■ EXERCISE DETAILS
Write only the number of lines in the data that contain the word "below".

■ MATERIAL PROVIDED
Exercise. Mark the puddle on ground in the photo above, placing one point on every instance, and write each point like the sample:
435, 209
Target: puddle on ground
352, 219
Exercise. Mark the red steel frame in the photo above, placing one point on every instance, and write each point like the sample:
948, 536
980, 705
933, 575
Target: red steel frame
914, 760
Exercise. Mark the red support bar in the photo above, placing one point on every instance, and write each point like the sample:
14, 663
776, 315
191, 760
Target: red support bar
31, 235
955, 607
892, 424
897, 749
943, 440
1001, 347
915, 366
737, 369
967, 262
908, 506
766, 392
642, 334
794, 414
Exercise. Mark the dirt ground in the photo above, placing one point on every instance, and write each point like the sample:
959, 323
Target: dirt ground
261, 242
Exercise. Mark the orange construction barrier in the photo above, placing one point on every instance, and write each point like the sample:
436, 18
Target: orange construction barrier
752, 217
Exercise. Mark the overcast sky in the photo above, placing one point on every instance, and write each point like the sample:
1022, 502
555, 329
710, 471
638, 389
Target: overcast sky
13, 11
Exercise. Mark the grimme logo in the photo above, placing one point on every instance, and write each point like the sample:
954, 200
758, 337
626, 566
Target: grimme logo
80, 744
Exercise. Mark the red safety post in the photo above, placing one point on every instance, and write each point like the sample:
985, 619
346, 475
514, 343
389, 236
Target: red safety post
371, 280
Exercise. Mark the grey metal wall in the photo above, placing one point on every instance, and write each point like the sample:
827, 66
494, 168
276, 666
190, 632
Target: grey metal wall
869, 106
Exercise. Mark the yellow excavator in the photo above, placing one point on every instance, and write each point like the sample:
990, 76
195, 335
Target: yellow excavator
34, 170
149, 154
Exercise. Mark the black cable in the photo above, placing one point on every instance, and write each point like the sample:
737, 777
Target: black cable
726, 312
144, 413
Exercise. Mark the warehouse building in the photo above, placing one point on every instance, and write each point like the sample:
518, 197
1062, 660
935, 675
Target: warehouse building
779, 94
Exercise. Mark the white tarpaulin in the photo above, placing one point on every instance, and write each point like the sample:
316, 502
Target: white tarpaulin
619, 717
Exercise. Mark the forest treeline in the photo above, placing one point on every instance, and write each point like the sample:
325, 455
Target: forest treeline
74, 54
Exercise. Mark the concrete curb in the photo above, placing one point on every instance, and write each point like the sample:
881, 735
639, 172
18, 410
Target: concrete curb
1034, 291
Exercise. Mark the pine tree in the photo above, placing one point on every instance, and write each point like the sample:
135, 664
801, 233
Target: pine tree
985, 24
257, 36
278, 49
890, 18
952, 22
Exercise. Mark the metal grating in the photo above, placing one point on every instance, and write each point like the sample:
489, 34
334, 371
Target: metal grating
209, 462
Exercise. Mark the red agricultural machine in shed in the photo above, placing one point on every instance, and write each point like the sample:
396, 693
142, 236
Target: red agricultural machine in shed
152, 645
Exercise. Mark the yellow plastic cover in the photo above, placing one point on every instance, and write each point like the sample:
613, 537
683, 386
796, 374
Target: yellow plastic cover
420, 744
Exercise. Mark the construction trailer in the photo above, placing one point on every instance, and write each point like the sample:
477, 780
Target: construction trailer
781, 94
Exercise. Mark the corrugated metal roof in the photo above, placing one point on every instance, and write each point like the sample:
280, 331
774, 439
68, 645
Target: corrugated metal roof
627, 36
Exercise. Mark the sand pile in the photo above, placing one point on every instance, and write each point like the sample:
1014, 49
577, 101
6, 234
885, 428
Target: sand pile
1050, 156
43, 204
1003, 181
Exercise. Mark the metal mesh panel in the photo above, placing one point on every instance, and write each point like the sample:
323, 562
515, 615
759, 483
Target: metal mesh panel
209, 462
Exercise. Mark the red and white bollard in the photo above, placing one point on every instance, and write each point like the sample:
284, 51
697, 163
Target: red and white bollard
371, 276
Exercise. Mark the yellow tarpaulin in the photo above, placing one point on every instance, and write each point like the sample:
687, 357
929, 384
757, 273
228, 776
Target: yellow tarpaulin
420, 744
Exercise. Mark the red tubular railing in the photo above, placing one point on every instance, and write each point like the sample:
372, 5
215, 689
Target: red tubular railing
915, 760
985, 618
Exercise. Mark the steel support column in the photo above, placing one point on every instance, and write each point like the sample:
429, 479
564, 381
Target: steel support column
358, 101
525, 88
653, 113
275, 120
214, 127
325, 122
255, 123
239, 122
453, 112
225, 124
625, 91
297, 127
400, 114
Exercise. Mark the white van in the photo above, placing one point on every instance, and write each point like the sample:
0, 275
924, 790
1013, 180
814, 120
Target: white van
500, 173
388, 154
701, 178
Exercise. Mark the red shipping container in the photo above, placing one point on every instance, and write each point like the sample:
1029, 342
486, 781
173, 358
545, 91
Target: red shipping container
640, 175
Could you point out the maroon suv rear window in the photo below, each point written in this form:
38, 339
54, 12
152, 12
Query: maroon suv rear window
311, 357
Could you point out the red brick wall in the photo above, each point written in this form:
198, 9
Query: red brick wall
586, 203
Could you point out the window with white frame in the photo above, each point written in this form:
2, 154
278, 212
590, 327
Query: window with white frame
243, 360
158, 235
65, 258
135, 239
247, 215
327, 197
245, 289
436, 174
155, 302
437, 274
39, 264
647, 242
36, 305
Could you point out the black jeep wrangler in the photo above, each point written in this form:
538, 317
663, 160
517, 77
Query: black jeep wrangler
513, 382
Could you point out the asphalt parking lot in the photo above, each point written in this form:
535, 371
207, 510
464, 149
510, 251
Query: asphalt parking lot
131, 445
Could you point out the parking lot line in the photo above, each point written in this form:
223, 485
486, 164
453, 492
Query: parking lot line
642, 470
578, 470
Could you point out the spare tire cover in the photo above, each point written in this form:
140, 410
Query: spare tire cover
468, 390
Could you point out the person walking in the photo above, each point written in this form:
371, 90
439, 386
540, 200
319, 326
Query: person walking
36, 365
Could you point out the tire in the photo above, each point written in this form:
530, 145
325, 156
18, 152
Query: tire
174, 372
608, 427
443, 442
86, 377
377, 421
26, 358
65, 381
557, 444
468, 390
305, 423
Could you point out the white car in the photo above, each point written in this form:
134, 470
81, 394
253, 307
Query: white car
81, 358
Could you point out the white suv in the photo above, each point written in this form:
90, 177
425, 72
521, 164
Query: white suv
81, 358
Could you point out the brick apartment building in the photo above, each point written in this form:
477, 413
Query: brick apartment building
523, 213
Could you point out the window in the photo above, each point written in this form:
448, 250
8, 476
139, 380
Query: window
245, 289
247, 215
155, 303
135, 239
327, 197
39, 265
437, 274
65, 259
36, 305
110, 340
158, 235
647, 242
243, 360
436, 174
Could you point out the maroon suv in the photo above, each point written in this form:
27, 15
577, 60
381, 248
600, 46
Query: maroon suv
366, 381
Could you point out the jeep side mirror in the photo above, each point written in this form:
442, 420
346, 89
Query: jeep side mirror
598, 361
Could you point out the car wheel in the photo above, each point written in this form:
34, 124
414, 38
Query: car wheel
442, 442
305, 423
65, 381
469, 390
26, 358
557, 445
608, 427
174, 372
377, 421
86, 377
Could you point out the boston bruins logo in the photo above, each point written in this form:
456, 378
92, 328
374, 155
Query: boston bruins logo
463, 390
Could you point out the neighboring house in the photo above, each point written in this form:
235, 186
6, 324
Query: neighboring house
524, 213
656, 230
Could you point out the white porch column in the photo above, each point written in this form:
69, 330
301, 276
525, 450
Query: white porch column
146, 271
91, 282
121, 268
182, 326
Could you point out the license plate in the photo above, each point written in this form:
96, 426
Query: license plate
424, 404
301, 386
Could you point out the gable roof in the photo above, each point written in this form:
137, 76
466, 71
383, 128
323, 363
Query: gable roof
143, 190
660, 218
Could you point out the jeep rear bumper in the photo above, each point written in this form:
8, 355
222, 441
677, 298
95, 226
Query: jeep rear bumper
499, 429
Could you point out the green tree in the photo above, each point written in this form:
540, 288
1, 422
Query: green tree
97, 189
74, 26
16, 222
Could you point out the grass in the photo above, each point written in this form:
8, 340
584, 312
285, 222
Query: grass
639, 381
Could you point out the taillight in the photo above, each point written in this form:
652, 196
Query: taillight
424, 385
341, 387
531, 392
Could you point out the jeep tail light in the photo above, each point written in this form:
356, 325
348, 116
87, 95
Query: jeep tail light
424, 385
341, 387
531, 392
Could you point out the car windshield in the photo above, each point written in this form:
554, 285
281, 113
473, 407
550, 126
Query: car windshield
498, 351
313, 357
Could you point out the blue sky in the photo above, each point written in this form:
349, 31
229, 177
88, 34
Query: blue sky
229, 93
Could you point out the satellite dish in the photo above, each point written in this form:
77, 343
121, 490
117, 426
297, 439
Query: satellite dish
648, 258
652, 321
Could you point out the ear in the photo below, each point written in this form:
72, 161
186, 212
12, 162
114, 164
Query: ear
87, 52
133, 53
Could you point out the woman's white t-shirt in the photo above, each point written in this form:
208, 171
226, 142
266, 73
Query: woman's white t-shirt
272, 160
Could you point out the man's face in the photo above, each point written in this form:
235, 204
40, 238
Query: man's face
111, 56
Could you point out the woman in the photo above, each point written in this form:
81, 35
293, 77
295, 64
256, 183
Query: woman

■ RESPONSE BOX
2